--- Start of Data for this task ---
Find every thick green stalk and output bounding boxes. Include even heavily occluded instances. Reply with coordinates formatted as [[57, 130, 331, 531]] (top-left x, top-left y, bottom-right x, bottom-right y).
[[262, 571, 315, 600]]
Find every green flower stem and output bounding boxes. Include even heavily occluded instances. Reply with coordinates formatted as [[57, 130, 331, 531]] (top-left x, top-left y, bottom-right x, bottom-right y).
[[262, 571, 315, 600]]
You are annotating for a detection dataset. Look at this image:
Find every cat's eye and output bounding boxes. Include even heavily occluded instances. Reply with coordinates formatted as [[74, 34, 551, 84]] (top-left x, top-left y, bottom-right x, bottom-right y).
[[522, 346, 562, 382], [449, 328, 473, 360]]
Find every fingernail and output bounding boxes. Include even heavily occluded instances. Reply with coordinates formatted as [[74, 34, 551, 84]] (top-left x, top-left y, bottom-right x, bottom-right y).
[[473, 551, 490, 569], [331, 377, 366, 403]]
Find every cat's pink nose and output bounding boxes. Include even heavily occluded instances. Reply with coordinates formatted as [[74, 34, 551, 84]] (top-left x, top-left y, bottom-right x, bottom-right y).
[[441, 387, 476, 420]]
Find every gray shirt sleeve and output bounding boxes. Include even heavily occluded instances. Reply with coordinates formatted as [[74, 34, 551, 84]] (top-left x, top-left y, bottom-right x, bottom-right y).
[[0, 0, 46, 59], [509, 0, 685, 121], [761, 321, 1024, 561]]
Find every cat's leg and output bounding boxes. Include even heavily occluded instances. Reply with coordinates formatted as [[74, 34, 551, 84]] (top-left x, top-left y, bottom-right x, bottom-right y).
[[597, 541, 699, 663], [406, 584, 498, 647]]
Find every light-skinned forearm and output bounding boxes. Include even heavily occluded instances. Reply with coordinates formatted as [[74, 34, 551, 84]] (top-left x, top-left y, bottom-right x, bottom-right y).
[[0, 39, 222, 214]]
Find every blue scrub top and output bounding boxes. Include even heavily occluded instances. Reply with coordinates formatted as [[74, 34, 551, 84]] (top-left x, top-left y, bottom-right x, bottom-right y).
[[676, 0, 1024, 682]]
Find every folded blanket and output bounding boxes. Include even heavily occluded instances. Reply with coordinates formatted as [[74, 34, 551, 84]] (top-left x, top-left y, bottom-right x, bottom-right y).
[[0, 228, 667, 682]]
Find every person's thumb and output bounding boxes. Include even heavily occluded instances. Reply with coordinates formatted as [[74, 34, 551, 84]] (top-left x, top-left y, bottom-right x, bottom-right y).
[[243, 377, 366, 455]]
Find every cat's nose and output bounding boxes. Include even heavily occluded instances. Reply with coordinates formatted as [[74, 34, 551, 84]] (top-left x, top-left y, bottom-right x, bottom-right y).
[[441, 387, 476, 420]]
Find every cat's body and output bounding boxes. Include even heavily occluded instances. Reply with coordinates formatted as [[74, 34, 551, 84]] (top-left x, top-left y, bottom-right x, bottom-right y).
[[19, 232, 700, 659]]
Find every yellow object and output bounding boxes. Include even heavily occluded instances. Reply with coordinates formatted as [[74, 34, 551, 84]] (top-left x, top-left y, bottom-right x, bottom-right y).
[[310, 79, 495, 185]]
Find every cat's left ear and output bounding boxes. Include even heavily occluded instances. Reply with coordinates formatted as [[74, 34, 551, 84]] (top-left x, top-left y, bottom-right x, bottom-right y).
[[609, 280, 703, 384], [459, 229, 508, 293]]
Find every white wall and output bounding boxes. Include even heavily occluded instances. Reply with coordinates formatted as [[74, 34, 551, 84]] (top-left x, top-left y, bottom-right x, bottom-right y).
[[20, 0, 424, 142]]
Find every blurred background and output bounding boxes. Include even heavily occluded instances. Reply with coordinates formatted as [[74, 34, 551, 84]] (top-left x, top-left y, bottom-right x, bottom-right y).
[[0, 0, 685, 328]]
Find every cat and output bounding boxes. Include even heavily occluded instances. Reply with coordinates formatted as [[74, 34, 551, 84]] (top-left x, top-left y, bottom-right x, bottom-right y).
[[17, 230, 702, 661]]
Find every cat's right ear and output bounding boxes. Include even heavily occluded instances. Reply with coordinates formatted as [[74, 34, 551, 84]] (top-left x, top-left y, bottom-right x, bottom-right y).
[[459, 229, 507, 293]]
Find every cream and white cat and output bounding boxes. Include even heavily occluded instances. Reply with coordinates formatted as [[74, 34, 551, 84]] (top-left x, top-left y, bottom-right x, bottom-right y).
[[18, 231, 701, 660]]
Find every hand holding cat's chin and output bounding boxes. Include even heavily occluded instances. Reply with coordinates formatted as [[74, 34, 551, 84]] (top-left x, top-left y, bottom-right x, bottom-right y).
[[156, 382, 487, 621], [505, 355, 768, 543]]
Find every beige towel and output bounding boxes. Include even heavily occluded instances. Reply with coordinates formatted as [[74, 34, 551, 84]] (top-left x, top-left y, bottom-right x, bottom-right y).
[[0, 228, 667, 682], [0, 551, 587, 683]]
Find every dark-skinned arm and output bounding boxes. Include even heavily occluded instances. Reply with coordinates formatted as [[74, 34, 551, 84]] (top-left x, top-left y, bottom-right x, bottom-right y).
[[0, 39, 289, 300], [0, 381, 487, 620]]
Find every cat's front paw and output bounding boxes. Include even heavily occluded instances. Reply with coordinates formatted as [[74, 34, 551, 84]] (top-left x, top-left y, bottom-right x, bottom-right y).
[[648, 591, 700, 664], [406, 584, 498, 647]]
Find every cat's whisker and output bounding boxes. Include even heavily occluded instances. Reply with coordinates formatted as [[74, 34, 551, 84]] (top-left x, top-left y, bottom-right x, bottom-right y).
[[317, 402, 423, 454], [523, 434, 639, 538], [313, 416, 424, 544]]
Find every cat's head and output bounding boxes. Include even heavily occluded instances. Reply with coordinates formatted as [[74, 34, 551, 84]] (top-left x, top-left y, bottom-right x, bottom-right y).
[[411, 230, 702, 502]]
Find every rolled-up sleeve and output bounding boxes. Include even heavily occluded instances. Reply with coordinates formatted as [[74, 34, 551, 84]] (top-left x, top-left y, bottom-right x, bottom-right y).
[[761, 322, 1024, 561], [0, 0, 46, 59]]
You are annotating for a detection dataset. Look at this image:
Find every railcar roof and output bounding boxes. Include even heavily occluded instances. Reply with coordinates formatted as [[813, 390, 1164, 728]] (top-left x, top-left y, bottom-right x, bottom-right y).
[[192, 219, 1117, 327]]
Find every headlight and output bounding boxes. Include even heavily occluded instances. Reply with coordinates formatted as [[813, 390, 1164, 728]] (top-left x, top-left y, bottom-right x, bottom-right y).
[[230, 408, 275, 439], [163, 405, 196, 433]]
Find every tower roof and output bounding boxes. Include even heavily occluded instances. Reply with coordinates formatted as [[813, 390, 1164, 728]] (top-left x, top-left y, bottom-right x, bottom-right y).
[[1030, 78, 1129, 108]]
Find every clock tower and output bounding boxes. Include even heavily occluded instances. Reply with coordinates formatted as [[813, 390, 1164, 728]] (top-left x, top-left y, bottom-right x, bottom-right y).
--- End of Data for this task ---
== Goal ==
Could you print the lines of the listing above, starting at the line that contains "Find every hand" and ending at the line that contains "[[156, 382, 487, 621], [505, 355, 768, 543]]", with both included, copied without any change?

== Written response ==
Find every hand holding cat's chin and output bounding boxes. Include even heavily occluded instances. Reply with coordinates formatted as [[74, 34, 551, 84]] (top-left x, top-left y, bottom-right x, bottom-right y).
[[156, 382, 487, 621], [505, 355, 768, 543]]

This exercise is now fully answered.